**TASK PROMPT**
Output the line that contains "Put a point on every instance of the red-brown", then every line beneath it through the end of the records, exactly as given and with no other lines.

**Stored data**
····················
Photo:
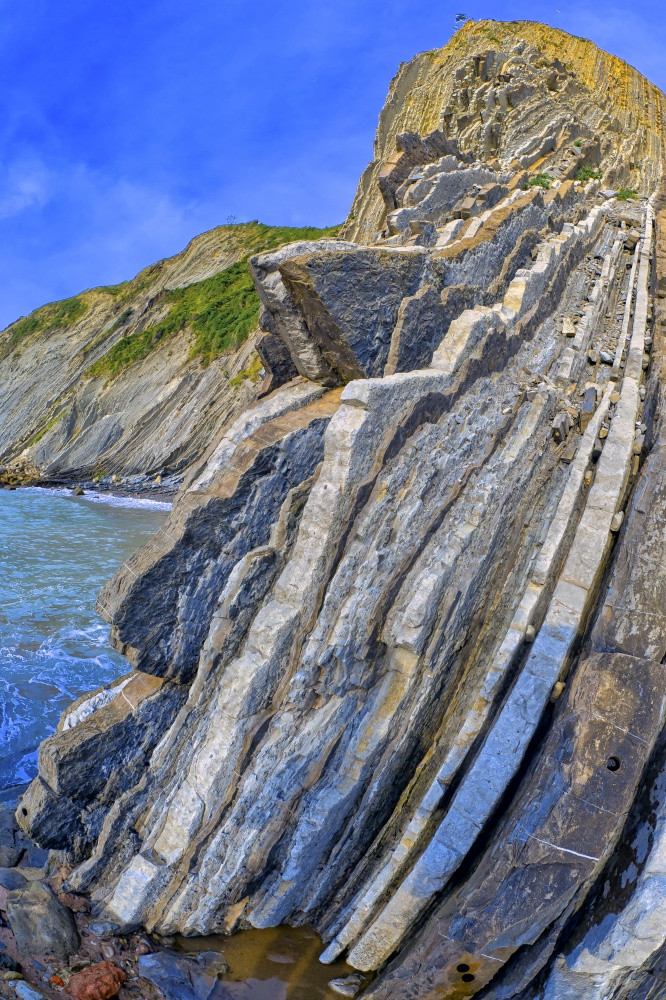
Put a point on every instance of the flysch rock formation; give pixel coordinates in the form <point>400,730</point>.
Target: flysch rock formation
<point>75,409</point>
<point>398,654</point>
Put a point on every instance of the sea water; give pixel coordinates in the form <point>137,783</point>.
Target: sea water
<point>56,552</point>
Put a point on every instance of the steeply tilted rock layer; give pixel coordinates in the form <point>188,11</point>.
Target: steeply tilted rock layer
<point>399,650</point>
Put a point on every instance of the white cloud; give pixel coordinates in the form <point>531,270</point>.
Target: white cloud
<point>24,185</point>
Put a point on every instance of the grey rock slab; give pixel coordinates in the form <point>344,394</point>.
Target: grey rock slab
<point>11,878</point>
<point>27,992</point>
<point>40,923</point>
<point>180,978</point>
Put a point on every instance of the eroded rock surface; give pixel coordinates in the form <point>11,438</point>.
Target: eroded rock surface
<point>401,640</point>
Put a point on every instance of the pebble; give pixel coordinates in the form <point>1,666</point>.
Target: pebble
<point>10,879</point>
<point>98,982</point>
<point>558,688</point>
<point>27,992</point>
<point>215,964</point>
<point>103,928</point>
<point>616,523</point>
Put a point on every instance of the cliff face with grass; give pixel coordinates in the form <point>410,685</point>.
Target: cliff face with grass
<point>398,655</point>
<point>130,382</point>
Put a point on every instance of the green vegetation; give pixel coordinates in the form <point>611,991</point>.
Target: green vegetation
<point>539,180</point>
<point>53,316</point>
<point>588,174</point>
<point>47,427</point>
<point>251,372</point>
<point>221,311</point>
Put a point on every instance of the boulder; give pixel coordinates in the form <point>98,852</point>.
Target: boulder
<point>10,879</point>
<point>40,923</point>
<point>179,978</point>
<point>98,982</point>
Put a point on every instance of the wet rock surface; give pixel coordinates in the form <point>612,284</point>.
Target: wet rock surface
<point>398,652</point>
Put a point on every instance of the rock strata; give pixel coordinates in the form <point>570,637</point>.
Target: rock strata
<point>398,652</point>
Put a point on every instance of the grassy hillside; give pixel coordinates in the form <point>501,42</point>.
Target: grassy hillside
<point>219,312</point>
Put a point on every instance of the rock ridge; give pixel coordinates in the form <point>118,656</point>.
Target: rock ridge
<point>398,652</point>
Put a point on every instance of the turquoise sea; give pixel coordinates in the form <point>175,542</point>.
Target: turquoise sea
<point>56,551</point>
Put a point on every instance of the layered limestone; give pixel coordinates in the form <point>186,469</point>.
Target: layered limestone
<point>398,652</point>
<point>98,388</point>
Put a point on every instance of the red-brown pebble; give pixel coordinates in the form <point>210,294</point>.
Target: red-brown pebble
<point>98,982</point>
····················
**SOLUTION FOR THIS EXERCISE**
Put a point on every instance of the red-brown pebble; give pixel coordinates in the form <point>210,294</point>.
Target: red-brown pebble
<point>98,982</point>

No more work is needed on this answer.